Les indices se multiplient sur le drame qui s’avance de manière inéluctable, mais au lieu de résoudre l’énigme qui l’assaille, Marc demande Sophie en mariage. La tension monte pour le spectateur qui assiste impuissant à l’enfoncement des 3 cœurs dans ce quiproquo sans issue. La persistance avec laquelle Marc et Sophie s’acharnent à tourner autour de la bombe à retardement qui est posée entre eux fait de ce thriller amoureux une torture à petit feu, alors que le réalisateur joue avec les rythmes alternés d’un quotidien « très calme » de province, et la fulgurance de l’embrasement amoureux.
Une seule et même femme ou deux hommes en un ?
Dès le début, les sœurs ont été présentées comme inséparables, et attachées d’un amour inconditionnel. Sylvie et Sophie. Elles sont liées par la similitude de leurs prénoms et par une troisième femme qui n’a pas de nom, cette mère-parfaite qui règne sur leurs vies respectives -alors que l’absence de père ne fait pas question. Sans même que Lacan ait à nous le suggérer, on mélangerait bien les deux prénoms si proches de ces deux sœurs si fusionnelles, pour n’en faire qu’une seule et même personne.

## CONSIGNES
A. D'après le texte sur le thriller amoureux, que fait Marc au lieu de résoudre l'énigme qui l'assaille ?
B. Poursuivez le texte sur le thriller amoureux à partir de sa dernière phrase.

## DONNÉES FOURNIES
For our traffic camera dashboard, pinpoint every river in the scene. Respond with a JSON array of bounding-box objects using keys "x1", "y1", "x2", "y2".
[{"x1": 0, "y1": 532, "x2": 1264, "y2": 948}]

## RÉPONSES ATTENDUES
A. Il demande Sophie en mariage.

B.
Quelle femme ne voudrait pas présenter l’homme qu’elle a choisit à la sœur de son cœur ? Quel homme ne voudrait pas rencontrer celle dont il entend parler comme la personne qui vous est la plus chère ? À moins que cette femme absente soit celle qui fait de la femme qu’il aime son âme-sœur… Disons le autrement ; peut-être que Marc a inventé l’idée que Sophie soit cette sœur si proche de Sylvie, car Sylvie qui disparaît aussitôt après avoir été croisée dans le flou de la nuit, n’est qu’un fantasme inaccessible, celui dont on rate toujours le rendez-vous ? Quand à Sophie, elle devient la version possible de la femme idéale, celle que l’on rencontre en plein jour dans la réalité de son travail et des soucis techniques du quotidien.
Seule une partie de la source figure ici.